(Soal yang Diberikan 1)
Jawablah pertanyaan berikut berdasarkan teks tentang dana talangan umroh di bawah ini.
(a) Apa akad dalam hutang piutang menurut teks?
(b) Surah dan ayat al-Qur'an mana yang disebut dalam teks?
(c) Apa hukum umroh menurut teks?

Pemberian dana talangan umroh ini dapat menimbulkan permasa­lahan baru karena dana talangan ini haruslah bebas dari yang nama­nya riba. Berangkat haji maupun umroh tentu harus dengan harta yang bersih sehingga diharapkan haji atau umroh berjalan baik dan menjadi ibadah yang diterima Allah swt. Persoalannya adalah apakah orang yang umroh dengan dana talangan ini termasuk orang yang berhutang? Talangan disini tentunya menda­hulukan uang un­tuk membayar sesuatu atau meng­hutangi. Dalam hutang piu­tang akadnya adalah tabarru’ atau murni tolong meno­long. Pihak yang memberikan hutang tidak dibe­­narkan mengambil keuntu­ngan. Nah, apakah dalam hal ini bank atau pemilik dana mau mem­berikan hutang tanpa men­dapatkan keuntungan? Bukankah bank menyiapkan produk talangan umroh untuk mencari keuntungan? Apakah pelayanan ini tidak berten­tangan dengan apa yang dijelaskan oleh Rasulullah Saw bahwa meng­hutangi orang dengan mengambil keuntungan termasuk riba. Se­mentara kita ketahui riba termasuk dosa besar yang membinasakan dan harus dijauhi, bahkan pelaku­nya yang tidak segera berhenti ditantang perang oleh Allah swt dan RasulNya sebagaimana ter­mak­tub dalam al-Qur’an surah al-Baqarah ayat 278-279. Mengapa orang yang belum mampu, malah didorong untuk berhutang demi melaksanakan umroh yang hukum­nya tidak wajib. Niat yang suci ingin beribadah malah terjerumus ke dalam dosa.

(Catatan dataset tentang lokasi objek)

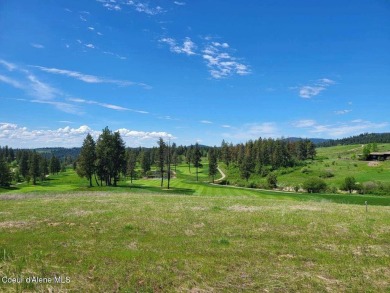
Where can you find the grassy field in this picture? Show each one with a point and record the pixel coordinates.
(126, 242)
(195, 237)
(341, 161)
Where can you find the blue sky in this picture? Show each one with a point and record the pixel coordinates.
(192, 70)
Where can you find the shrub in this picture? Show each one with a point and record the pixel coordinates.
(326, 174)
(349, 184)
(272, 180)
(314, 185)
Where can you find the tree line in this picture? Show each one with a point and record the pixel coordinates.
(364, 138)
(26, 165)
(107, 159)
(262, 156)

(Soal yang Diberikan 2) Keluarkan kembali semua baris catatan tentang lokasi objek di atas tanpa mengubah satu kata atau angka pun, dan jangan sertakan gambarnya.

(Keluaran Lengkap 1)
(a) Tabarru' atau murni tolong menolong.
(b) Surah al-Baqarah ayat 278-279.
(c) Tidak wajib.

(Keluaran Lengkap 2)
Where can you find the grassy field in this picture? Show each one with a point and record the pixel coordinates.
(126, 242)
(195, 237)
(341, 161)
Where can you find the blue sky in this picture? Show each one with a point and record the pixel coordinates.
(192, 70)
Where can you find the shrub in this picture? Show each one with a point and record the pixel coordinates.
(326, 174)
(349, 184)
(272, 180)
(314, 185)
Where can you find the tree line in this picture? Show each one with a point and record the pixel coordinates.
(364, 138)
(26, 165)
(107, 159)
(262, 156)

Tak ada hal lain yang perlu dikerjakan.